Has humanity reached ‘peak intelligence’? - SQL2219
https://www.bbc.com/future/article/20190709-has-humanity-reached-peak-intelligence
======
aaron695
There are a billion people who's childrens IQ are being permanently reduced
from lack of infant nutrients.

You have many billions of people alive who have had this happened to them.

Then toss in the other things that reduce IQ post infancy.

Lot of scope for worldwide improvement.

Looking at the top countries is a different important. But understanding the
Flynn effect would be step one which isn't happening. There don't even seem to
be any theories. When you can't even find crackpots YouTube talking about it,
there's an issue.

------
Bostonian
A recent paper finds that The Flynn effect for fluid IQ may not generalize to
all ages or ability levels: A population-based study of 10,000 US adolescents
[https://www.gwern.net/docs/iq/2019-platt.pdf](https://www.gwern.net/docs/iq/2019-platt.pdf)

Short task A →
Turn the listing into a numbered list from the line with "blurred background water?" through the end of the listing, leaving out blank lines.

Provided material →
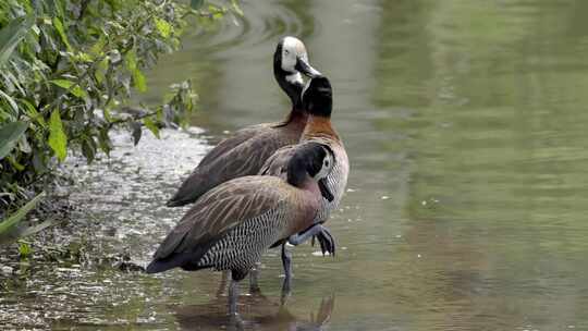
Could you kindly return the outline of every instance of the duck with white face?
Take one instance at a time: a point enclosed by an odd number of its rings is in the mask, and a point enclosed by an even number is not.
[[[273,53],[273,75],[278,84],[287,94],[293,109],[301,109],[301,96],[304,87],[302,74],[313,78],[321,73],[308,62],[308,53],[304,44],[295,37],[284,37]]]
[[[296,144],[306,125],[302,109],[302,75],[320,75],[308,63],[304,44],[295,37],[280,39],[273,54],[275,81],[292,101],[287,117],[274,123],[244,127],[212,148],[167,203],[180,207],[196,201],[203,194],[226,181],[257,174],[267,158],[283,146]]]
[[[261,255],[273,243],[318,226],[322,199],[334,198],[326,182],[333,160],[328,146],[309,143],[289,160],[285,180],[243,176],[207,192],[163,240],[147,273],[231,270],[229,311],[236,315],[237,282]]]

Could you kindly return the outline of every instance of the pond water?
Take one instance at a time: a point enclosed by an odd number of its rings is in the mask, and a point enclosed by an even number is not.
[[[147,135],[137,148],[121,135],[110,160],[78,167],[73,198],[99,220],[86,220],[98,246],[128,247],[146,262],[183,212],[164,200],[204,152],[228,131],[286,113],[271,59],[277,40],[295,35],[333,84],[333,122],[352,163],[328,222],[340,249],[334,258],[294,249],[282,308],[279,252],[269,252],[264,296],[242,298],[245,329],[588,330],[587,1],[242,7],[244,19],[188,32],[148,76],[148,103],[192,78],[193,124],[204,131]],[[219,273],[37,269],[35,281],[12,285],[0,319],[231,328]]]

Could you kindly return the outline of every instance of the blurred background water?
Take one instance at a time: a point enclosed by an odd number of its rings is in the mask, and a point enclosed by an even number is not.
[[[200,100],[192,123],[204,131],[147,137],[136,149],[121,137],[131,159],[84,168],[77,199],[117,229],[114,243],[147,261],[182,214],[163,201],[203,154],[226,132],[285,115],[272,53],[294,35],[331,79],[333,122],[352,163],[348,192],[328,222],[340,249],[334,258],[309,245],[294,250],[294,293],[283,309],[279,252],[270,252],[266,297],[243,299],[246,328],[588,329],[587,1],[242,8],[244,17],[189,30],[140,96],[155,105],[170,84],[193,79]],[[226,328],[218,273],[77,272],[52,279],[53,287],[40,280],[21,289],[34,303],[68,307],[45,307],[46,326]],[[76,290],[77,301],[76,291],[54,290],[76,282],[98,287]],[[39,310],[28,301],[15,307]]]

Short task B →
Please reproduce the whole thread on peak intelligence word for word.

Exercise answer A →
1. Could you kindly return the outline of every instance of the blurred background water?
2. Take one instance at a time: a point enclosed by an odd number of its rings is in the mask, and a point enclosed by an even number is not.
3. [[[200,100],[192,123],[204,131],[147,137],[136,149],[121,137],[131,159],[84,168],[77,199],[117,229],[114,243],[147,261],[182,214],[163,201],[203,154],[226,132],[285,115],[272,53],[294,35],[331,79],[333,122],[352,163],[348,192],[328,222],[340,249],[334,258],[309,245],[294,250],[294,293],[283,309],[279,252],[270,252],[266,297],[243,299],[246,328],[588,329],[587,1],[242,8],[244,17],[189,30],[140,96],[155,105],[170,84],[193,79]],[[226,328],[218,273],[77,272],[52,279],[53,287],[40,280],[21,289],[34,303],[68,307],[45,307],[46,326]],[[76,290],[77,301],[76,291],[54,290],[76,282],[98,287]],[[39,310],[28,301],[15,307]]]

Exercise answer B →
Has humanity reached ‘peak intelligence’? - SQL2219
https://www.bbc.com/future/article/20190709-has-humanity-reached-peak-intelligence
======
aaron695
There are a billion people who's childrens IQ are being permanently reduced
from lack of infant nutrients.

You have many billions of people alive who have had this happened to them.

Then toss in the other things that reduce IQ post infancy.

Lot of scope for worldwide improvement.

Looking at the top countries is a different important. But understanding the
Flynn effect would be step one which isn't happening. There don't even seem to
be any theories. When you can't even find crackpots YouTube talking about it,
there's an issue.

------
Bostonian
A recent paper finds that The Flynn effect for fluid IQ may not generalize to
all ages or ability levels: A population-based study of 10,000 US adolescents
[https://www.gwern.net/docs/iq/2019-platt.pdf](https://www.gwern.net/docs/iq/2019-platt.pdf)